[WHAT YOU SHOULD DO] Of the material below, the lines to be retyped are those from the line containing "Where can the cabinet" through the line containing "Target: cabinet door", inclusive; reproduce them exactly.

[RECORDS SUPPLIED]
########################################

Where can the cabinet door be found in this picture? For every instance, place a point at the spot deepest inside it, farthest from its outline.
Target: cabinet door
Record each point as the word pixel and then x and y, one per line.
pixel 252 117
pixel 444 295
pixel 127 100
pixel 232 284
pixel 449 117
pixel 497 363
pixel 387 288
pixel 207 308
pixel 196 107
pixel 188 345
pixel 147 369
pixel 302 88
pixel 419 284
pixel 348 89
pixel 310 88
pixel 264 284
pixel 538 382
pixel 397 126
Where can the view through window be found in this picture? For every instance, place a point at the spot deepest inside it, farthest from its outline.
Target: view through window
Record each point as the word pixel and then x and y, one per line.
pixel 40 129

########################################

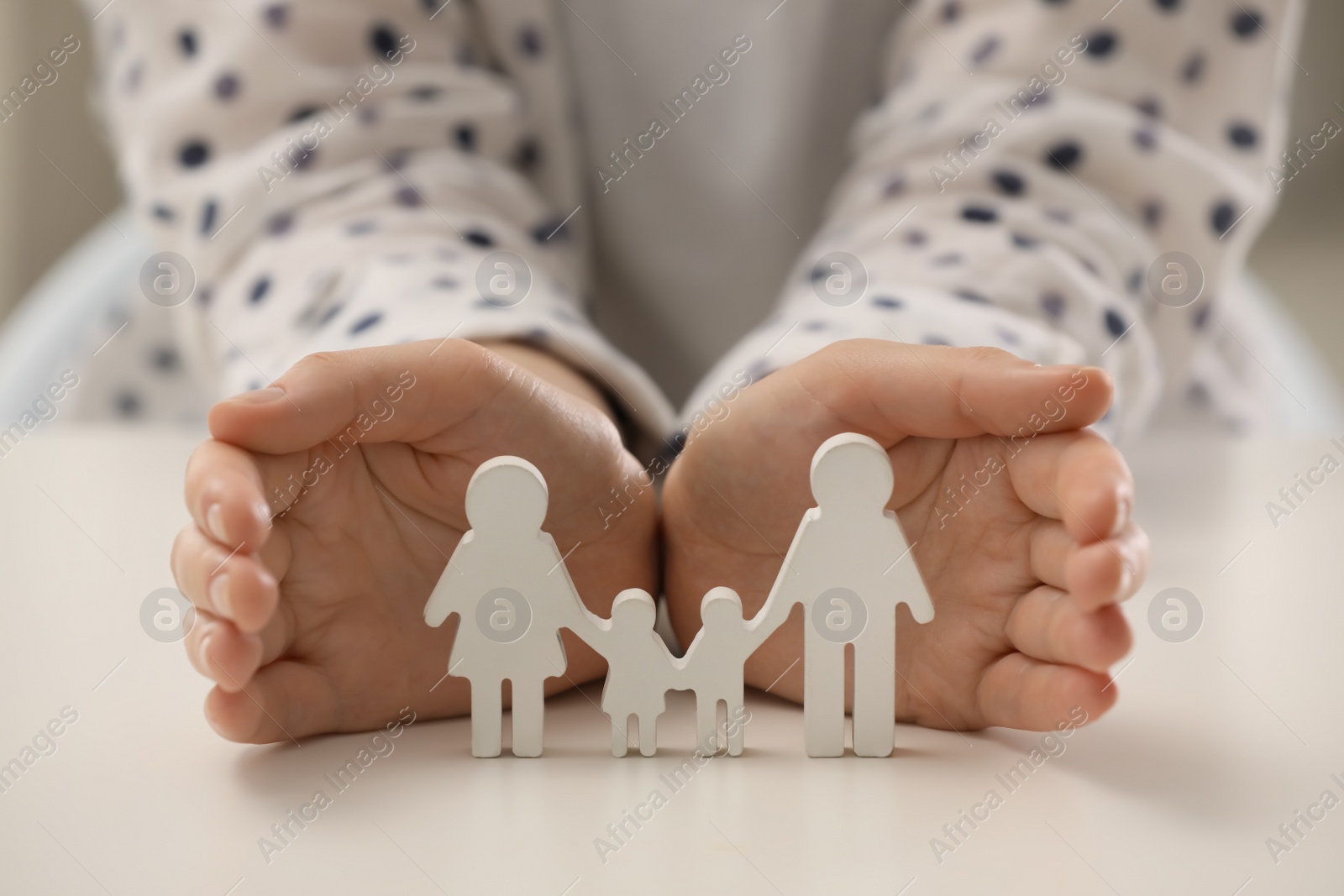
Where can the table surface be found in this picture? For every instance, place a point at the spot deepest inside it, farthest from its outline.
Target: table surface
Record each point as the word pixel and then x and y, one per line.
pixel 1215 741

########################################

[RESPONSE AREA]
Where can the cabinet door be found in this picture? For every instance, place a point at the spot deepest inside it, farthest from its outline.
Target: cabinet door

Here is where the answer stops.